**PROBLEM TO WORK ON**
Convert every line of the entries into a Markdown table with the columns "Row" and "Line," numbering the rows and omitting blank lines. Leave the pictures out of the answer.

═══ MATERIAL TO PROCESS ═══

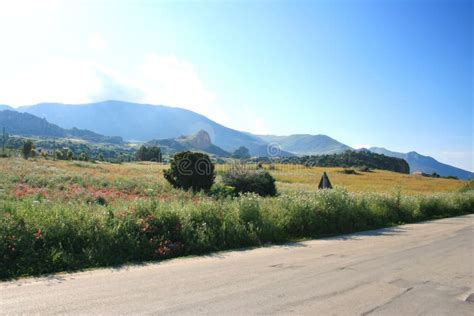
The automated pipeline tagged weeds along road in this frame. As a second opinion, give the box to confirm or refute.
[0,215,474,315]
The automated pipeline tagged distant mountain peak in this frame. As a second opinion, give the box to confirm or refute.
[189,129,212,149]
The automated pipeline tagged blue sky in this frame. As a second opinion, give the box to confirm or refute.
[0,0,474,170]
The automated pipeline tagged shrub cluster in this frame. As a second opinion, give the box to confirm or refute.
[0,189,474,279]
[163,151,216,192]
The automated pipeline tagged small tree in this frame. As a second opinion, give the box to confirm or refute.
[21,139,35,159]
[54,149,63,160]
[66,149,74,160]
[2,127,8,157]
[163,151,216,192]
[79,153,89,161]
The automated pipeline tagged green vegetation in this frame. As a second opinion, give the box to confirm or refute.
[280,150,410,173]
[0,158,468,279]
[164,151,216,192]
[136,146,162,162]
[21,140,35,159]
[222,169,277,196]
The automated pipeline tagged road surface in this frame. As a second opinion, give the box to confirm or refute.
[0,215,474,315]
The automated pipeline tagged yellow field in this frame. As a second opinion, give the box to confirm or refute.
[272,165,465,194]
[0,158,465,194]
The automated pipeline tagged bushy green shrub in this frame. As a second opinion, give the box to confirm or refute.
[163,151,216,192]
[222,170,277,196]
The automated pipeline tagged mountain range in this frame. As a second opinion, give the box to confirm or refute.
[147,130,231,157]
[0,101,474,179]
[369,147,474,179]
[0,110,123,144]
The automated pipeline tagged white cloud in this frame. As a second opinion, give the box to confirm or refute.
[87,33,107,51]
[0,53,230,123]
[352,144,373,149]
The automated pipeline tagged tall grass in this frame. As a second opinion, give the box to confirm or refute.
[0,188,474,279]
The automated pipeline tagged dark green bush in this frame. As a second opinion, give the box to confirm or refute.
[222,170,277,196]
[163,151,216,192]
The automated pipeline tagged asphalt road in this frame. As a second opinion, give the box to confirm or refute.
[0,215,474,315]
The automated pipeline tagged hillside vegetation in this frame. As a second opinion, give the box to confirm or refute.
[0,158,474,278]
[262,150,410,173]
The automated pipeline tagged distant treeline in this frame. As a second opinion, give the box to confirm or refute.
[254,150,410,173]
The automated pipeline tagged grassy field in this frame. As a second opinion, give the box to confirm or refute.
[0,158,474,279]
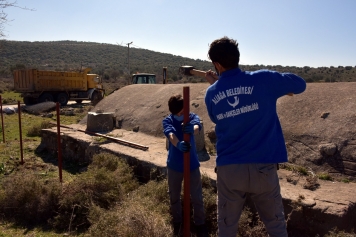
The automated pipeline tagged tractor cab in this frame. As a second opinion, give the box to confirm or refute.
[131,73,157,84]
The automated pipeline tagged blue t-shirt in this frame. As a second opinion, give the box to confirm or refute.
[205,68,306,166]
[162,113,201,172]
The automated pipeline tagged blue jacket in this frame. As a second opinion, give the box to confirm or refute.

═══

**TASK ANSWER**
| Row | Line |
|---|---|
| 1 | The automated pipeline tagged weeds along road in this frame. As a second opinion, give the box to confirm or refute. |
| 2 | [0,215,474,315] |
| 3 | The automated pipeline tagged distant mountain peak in this frame. As a second opinion, give the box to confirm or refute. |
| 4 | [189,129,212,149] |
| 5 | The automated pipeline tagged blue sky in this frame. As a second opinion, give the box to confirm or refute. |
| 6 | [0,0,474,170] |
| 7 | The automated pipeline tagged shrub cluster in this frame. As a second opinion, give the box to confirm or refute. |
| 8 | [0,189,474,279] |
| 9 | [163,151,216,192] |
| 10 | The automated pipeline tagged small tree in this frame. As a second opinion, give the box to confirm or refute. |
| 11 | [21,139,35,159] |
| 12 | [54,149,63,160] |
| 13 | [66,149,74,160] |
| 14 | [2,127,8,157] |
| 15 | [163,151,216,192] |
| 16 | [79,153,89,161] |
| 17 | The automated pipeline tagged green vegetation in this frame. As a second opinion, give the box to confirm or refute. |
| 18 | [280,150,410,173] |
| 19 | [0,158,468,279] |
| 20 | [164,151,216,192] |
| 21 | [136,146,162,162] |
| 22 | [21,140,35,159] |
| 23 | [222,169,277,196] |
| 24 | The automated pipeline tagged road surface in this frame. As a second opinion, give the box to confirm or refute. |
| 25 | [0,215,474,315] |
| 26 | The automated pipeline tagged yellow field in this frame. As a second opinion, give the box to confirm or refute. |
| 27 | [272,165,465,194] |
| 28 | [0,158,465,194] |
| 29 | The automated pipeline tagged bushy green shrub in this frame. As a second opinion, give the box to confirm or refute. |
| 30 | [163,151,216,192] |
| 31 | [222,170,277,196] |
| 32 | The automated pipeline tagged mountain range in this frame. As a second opinion, give the box to confirm or refute. |
| 33 | [147,130,231,157] |
| 34 | [0,101,474,179] |
| 35 | [369,147,474,179] |
| 36 | [0,110,123,144] |
| 37 | The automated pipeline tagged white cloud in this frame. As a second opinion, give the box to confirm or refute. |
| 38 | [87,33,107,51] |
| 39 | [0,53,230,123] |
| 40 | [352,144,373,149] |
| 41 | The automated pipeline tagged tall grass in this frame. As a second opinion, give the box to confirm or refute. |
| 42 | [0,188,474,279] |
| 43 | The automated pipeline tagged dark green bush in this frame. As a second opinion, give the box to confirm or refute. |
| 44 | [222,170,277,196] |
| 45 | [163,151,216,192] |
| 46 | The automated pipeline tagged asphalt road in this frame. As a second opinion, give the box to confirm or refute. |
| 47 | [0,215,474,315] |
| 48 | The automated pipeline tagged hillside vegetation in this frame. As a second opinion, give the box to confirm or refute. |
| 49 | [0,158,474,278] |
| 50 | [262,150,410,173] |
| 51 | The automated pipeline tagged distant treeline in this frame. As a second opinion, give the box to confirm or refute. |
| 52 | [254,150,410,173] |
| 53 | The automated pipeline tagged grassy field in this frame. As a second opinion, give the box to confirm or refute. |
| 54 | [0,158,474,279] |
| 55 | The automated pipeline tagged tractor cab in this frame. As a second opinion, give the box to confirm or refute. |
| 56 | [131,73,157,84] |
| 57 | The automated pipeline tagged blue t-shirt in this frame. As a second opinion, give the box to confirm or refute. |
| 58 | [205,68,306,166] |
| 59 | [162,113,201,172] |
| 60 | The automated pipeline tagged blue jacket in this frame. As a second opinion, give the box to confirm or refute. |